#### READING PASSAGE
[START]
Just read through their service agreement and price list, sounds like a regional offering a ton of headaches to contractors, including a "waiver of rights to file liens". A page and a half of ways to back-charge contractors, including being able to issue back-charges higher than the total amount of a work order, and the 10% additional discount per day a WO is late.


----------



## Ohnojim (Mar 25, 2013)

*The price sheet alone is BAD.*

That's enough for me. Did you see their price sheet?


----------



## haulit101 (Aug 27, 2015)

*New member*

saw their ad for contractors in dayton oh. made contact and sent packet info. pricing not bad, better than most other regionasl. $28 per yard 30 locksets.
contract pretty standard stuff since all nationals have an anti lein clause. just like msi they have late fines also anyone else do work for msi? hate them!!


----------



## Inspectorgadget (Sep 28, 2015)

But if the contract or any contracts state you can lien a property that is 110% illegal and do not sign up with them, anyone should be able to use whatever means to resolve disputes. I would also include, in your own contracts a " debt collection clause," if they don't pay, there referred to a commercial debt collection company, if start using disclaimers at each and every invoice, about debt collections, interest and late fees, this 45,60, and 90 day pay to play crap is over with, say no to that crap!!!


----------



## cover2 (Apr 3, 2013)

haulit101 said:


> saw their ad for contractors in dayton oh. made contact and sent packet info. pricing not bad, better than most other regionasl. $28 per yard 30 locksets.
> contract pretty standard stuff since all nationals have an anti lein clause. just like msi they have late fines also anyone else do work for msi? hate them!!


So how they workin out for ya? Did you get charged back yet?


----------
[END]
#### INFORMATION PROVIDED
[START]
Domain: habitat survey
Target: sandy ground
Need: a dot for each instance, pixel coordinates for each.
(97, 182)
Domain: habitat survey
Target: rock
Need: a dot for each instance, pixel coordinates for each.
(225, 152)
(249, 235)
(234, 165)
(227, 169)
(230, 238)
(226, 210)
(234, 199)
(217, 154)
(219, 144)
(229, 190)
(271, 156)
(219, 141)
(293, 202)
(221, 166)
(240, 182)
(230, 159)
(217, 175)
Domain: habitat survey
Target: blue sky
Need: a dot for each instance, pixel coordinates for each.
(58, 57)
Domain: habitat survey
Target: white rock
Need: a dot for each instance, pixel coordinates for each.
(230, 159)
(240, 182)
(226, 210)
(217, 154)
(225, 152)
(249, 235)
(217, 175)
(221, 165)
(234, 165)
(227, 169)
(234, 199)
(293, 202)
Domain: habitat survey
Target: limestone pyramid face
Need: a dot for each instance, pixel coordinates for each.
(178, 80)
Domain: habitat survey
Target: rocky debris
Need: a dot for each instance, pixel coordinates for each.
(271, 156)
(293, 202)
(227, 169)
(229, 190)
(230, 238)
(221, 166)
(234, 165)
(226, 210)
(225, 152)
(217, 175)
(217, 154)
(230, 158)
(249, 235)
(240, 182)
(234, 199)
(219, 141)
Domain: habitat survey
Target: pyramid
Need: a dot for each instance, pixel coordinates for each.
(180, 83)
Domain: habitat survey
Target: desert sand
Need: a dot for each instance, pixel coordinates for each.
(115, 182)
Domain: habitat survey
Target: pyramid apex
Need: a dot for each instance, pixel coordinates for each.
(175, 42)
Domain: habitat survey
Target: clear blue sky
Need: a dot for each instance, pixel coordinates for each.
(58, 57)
[END]
[START]
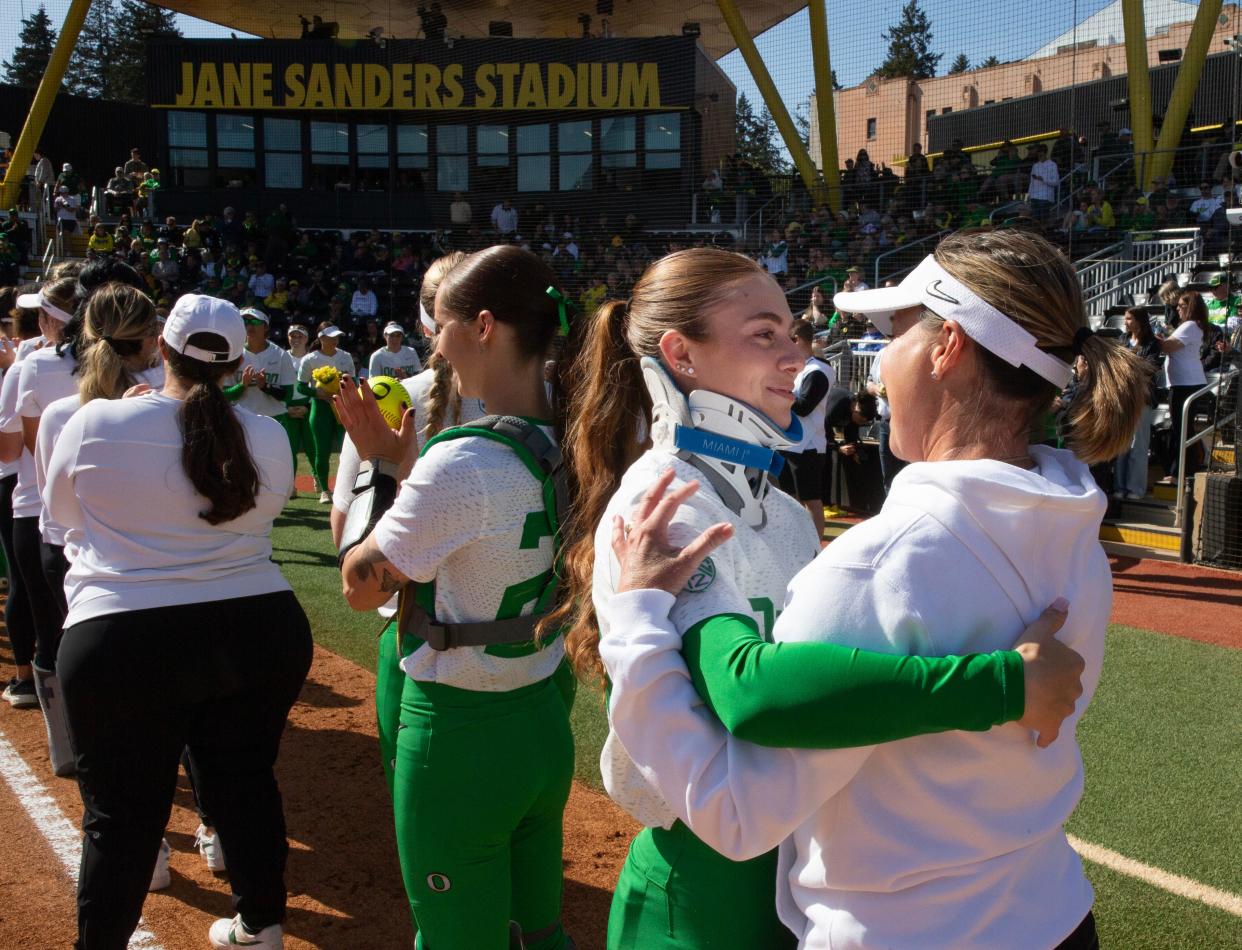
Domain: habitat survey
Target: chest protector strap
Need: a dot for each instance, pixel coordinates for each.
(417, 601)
[END]
#### EXERCISE SET
1. From the forum thread about contractor agreements, reproduce the passage starting at "## haulit101 (Aug" and ending at "(Sep 28, 2015)".
2. Translate the sentence "Did you see their price sheet?" from the forum thread about contractor agreements into Spanish.

#### FINAL ANSWERS
1.
## haulit101 (Aug 27, 2015)

*New member*

saw their ad for contractors in dayton oh. made contact and sent packet info. pricing not bad, better than most other regionasl. $28 per yard 30 locksets.
contract pretty standard stuff since all nationals have an anti lein clause. just like msi they have late fines also anyone else do work for msi? hate them!!


----------



## Inspectorgadget (Sep 28, 2015)

2. ¿Viste su lista de precios?